◆ Section du document:
A
proximité des villas se trouvaient des lieux de sépultures réservés
aux défunts de ces domaines ruraux et des monuments funéraires
élevés à leur mémoire.
Ces
sites étaient le plus souvent implantés sur un endroit surplombant
le domaine ou en bord de route. Selon l'époque, la région et les
coutumes locales, ces lieux de sépultures pouvaient être très
variés. Ainsi à côté des tombes, dont une stèle funéraire
(bas-relief) en indiquait l'emplacement, certaines populations
inhumaient leurs morts, ou ensevellisaient leurs restes après
incinération, sous des tumuli (sg. tumulus), tandis que d'autres
déposaient le corps du défunt (ou l'urne funéraire) dans une
chambre funéraire surmontée d'un petit monument ressemblant à un
temple.
Je
vous propose la découverte de ce dernier type de sépulture
reconstitué sur les hauteurs de la vallée mosellane au Grand-Duché
du Luxembourg.

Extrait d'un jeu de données
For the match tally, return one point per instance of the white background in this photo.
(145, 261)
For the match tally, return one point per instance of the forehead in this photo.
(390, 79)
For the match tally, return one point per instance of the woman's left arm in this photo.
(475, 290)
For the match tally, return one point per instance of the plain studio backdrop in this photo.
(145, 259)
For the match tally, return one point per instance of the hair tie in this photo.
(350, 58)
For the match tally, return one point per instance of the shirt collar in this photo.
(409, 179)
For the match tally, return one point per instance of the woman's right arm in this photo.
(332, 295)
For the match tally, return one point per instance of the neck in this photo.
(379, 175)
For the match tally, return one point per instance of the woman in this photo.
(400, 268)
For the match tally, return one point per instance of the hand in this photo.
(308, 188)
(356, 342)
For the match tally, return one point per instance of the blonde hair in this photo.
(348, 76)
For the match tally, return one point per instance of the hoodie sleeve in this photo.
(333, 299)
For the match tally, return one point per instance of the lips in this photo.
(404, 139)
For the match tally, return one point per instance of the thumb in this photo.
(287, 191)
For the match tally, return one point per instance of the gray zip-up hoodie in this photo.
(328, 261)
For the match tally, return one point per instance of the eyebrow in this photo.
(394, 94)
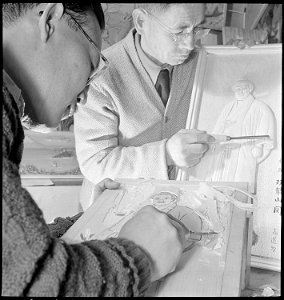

◆ Consigne:
D'après le texte sur les sépultures des domaines ruraux, pourquoi ces lieux de sépulture pouvaient-ils être très variés ? Répondez en une à trois phrases.

◆ Corrigé:
Leur diversité dépendait de l'époque, de la région et des coutumes locales. C'est pourquoi on trouvait à la fois des tombes signalées par une stèle funéraire, des tumuli et des chambres funéraires surmontées d'un petit monument ressemblant à un temple.